### INSTRUÇÕES DA TAREFA
No texto sobre a Praia da Vitória, volta a escrever tudo desde "O declínio não" até "que adivinhavam resignação.", pondo "painel" no lugar de "mural".

### DOCUMENTO
^^^^
Este episódio, que levou ao cancelamento da feira EXPOPRAIA, acontece num momento de particular sensibilidade no município praiense, enquadrando-se no cenário de crise, falência, assistência financeira externa, despedimentos, ausência de investimento público, onde até a derrocada de um muro no miradouro do facho, ocorrido há pouco tempo, passa a assumir uma relevância não tida noutro contexto. Por outro lado, a comunicação, quer da instituição município, quer dos seus protagonistas, falha em toda a linha, revelando aquilo que, na aparência, se pode chamar insensibilidade ou total alheamento. Não se compreende por que razão, na página do município não haja qualquer comunicação ou imagem por parte de qualquer membro da vereação relativamente ao sucedido no passado fim de semana. Há simplesmente um comunicado a cancelar a feira, sem rosto. Aquilo que se vê são simplesmente imagens da presidente, no continente, a promover produtos locais. Fomos do oito ao oitenta. Quem consultar as redes sociais da câmara, fica com a sensação de que existem duas Praias, a da internet e a da vida real. Tal como o derrube da tenda das feiras não foi caso primeiro, a governação para a cidade idílica do Facebook também não o é e o resultado está à vista.

O declínio não é de hoje, nem de hoje é o abeirar do precipício. No tempo em que o povo da nossa Praia vivia em anestesia induzida, crónica ou de simpatia, alguém ousou, através da expressão artística, gritar bem alto que a cidade se estava a afundar, de que era precisa ajuda, preferencialmente a dos praienses. Não consigo determinar o ano. Testemunho, no entanto, que nos finais de 2016, quando o retratei, o mural de Luís Brum já lá estava. Nas palavras do encomendador da obra, não do autor: “Representa a Praia da Vitória e a esperança no futuro. Numa Praia da Vitória meia à deriva, as suas gentes ao darem as mãos podem renovar e recriar a mesma e criar um novo, mas diferente porto seguro.” Era um discurso de esperança, apesar dos rabiscos na parede evidenciarem declínio e pedido de socorro. Os coelhos do Luís Brum quase que adivinhavam resignação.
^^^^
### DADOS FORNECIDOS

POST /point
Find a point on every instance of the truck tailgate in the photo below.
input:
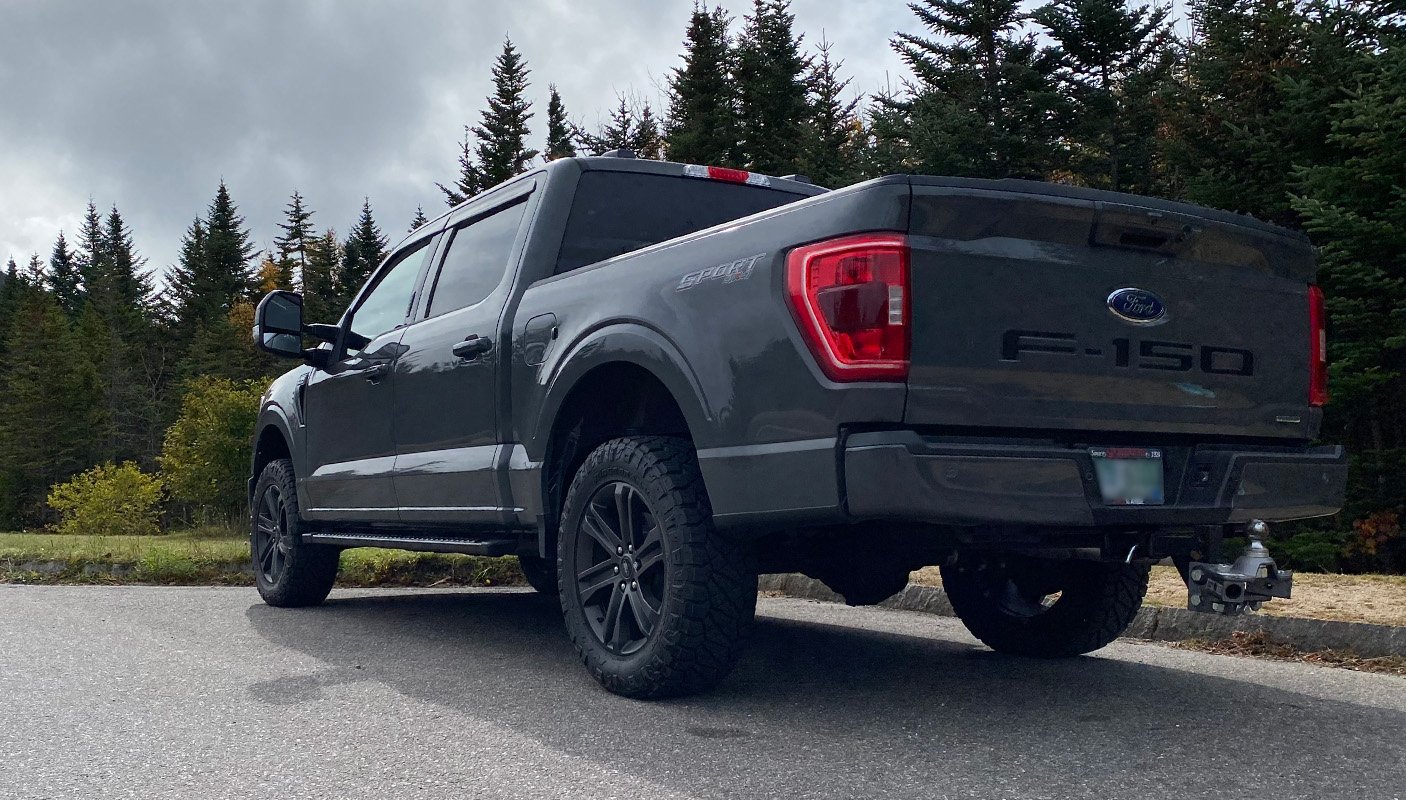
^^^^
### RESOLUÇÃO DO EXERCÍCIO
O declínio não é de hoje, nem de hoje é o abeirar do precipício. No tempo em que o povo da nossa Praia vivia em anestesia induzida, crónica ou de simpatia, alguém ousou, através da expressão artística, gritar bem alto que a cidade se estava a afundar, de que era precisa ajuda, preferencialmente a dos praienses. Não consigo determinar o ano. Testemunho, no entanto, que nos finais de 2016, quando o retratei, o painel de Luís Brum já lá estava. Nas palavras do encomendador da obra, não do autor: “Representa a Praia da Vitória e a esperança no futuro. Numa Praia da Vitória meia à deriva, as suas gentes ao darem as mãos podem renovar e recriar a mesma e criar um novo, mas diferente porto seguro.” Era um discurso de esperança, apesar dos rabiscos na parede evidenciarem declínio e pedido de socorro. Os coelhos do Luís Brum quase que adivinhavam resignação.